Alıntılanan metin:
_____

19 Aralık 2012 09:53

Eğri baca, doğru duman

Eğri baca, doğru duman

Fotoğraf: Envato

Paylaş

“Anılar kuşlar gibidir, dal ister konacak.” diyor Oktay Rifat. İnsan yaşlandıkça dallar da kırıla kırıla çoğalıyor sanki. Yunus Emre’nin “Aşkın Aldı Benden Beni” şiirindeki halkın ağzında en çok gezinen dörtlüğünden ilk yazımda söz etmiştim. İki üç gün önce de bu dörtlüğün okul kitaplarından tırpanlandığını öğrendik. Şaşırdık mı? Şaşırmadık.
Bu yasaklamayı duyunca otuz yıl öncesinin Kütahya Gedizi’nde bir taşra okulunun bahçesinde, bir güz sabahı dut ağacının çıplak dallarına konuverdi o kuşlar. Bir anma gününde, bahçede Ömer Seyfettin’in “Bomba” öyküsünü okuyorum öğrencilere. Öykünün bir yerinde Makedon genç sosyalist Boris, mandoliniyle “Enternasyonel”i (Sosyalist marşını) söyleyip marşı “Da Jivee truda” (Yaşasın emek!) diyerek bitirdikten sonra karısı Magda’yı sevip okşarken okulun din dersi öğretmeninin kitabı elimden can havliyle kapışı dün gibi aklımda.

_____

Bir koleksiyondan seçilmiş kayıtlar
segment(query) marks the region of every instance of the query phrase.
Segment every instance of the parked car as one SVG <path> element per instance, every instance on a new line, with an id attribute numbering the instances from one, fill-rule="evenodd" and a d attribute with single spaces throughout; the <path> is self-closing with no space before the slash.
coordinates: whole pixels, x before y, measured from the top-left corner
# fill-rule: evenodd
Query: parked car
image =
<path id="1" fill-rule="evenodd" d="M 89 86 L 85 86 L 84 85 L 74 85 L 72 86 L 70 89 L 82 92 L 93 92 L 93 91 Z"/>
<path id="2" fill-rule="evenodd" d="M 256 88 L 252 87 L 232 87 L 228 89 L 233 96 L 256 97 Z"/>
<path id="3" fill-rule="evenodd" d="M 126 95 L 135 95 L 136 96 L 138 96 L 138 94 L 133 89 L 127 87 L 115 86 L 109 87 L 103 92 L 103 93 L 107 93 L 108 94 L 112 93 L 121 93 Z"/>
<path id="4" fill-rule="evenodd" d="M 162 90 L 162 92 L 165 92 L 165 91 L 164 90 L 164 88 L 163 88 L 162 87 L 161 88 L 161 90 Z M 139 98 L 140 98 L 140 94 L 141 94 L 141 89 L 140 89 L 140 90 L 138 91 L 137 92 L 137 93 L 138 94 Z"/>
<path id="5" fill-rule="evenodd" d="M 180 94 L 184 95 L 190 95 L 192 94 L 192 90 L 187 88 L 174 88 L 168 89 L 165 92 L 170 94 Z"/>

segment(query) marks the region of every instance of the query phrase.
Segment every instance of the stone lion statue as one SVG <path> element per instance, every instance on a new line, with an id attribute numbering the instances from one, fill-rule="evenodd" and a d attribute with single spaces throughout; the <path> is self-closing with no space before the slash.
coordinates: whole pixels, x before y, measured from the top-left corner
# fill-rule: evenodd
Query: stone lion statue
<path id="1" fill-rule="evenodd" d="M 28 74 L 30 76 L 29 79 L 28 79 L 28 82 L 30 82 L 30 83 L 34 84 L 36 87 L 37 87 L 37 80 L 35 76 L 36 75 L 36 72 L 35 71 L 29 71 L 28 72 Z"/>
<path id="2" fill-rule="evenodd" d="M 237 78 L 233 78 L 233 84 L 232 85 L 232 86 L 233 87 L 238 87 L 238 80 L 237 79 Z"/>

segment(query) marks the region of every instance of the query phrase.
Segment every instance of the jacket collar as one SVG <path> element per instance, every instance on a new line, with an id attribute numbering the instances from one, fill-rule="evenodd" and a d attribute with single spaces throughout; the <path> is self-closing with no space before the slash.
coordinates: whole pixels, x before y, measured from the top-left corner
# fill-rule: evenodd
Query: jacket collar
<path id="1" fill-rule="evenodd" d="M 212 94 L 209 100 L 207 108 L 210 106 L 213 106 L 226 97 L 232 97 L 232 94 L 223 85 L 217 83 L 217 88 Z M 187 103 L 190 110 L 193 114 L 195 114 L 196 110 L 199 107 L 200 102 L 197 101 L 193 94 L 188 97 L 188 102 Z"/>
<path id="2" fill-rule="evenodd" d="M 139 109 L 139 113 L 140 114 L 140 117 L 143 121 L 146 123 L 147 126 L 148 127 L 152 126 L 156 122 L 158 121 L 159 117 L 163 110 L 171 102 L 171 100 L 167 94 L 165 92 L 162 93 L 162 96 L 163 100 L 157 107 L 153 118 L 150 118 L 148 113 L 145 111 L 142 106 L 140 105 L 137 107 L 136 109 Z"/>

_____

Yukarıdaki "Eğri baca, doğru duman" yazısında "19 Aralık 2012" sözlerinden "Şaşırdık mı? Şaşırmadık." sözlerine kadar uzanan bölümün tamamını aynen aktarın.

19 Aralık 2012 09:53

Eğri baca, doğru duman

Eğri baca, doğru duman

Fotoğraf: Envato

Paylaş

“Anılar kuşlar gibidir, dal ister konacak.” diyor Oktay Rifat. İnsan yaşlandıkça dallar da kırıla kırıla çoğalıyor sanki. Yunus Emre’nin “Aşkın Aldı Benden Beni” şiirindeki halkın ağzında en çok gezinen dörtlüğünden ilk yazımda söz etmiştim. İki üç gün önce de bu dörtlüğün okul kitaplarından tırpanlandığını öğrendik. Şaşırdık mı? Şaşırmadık.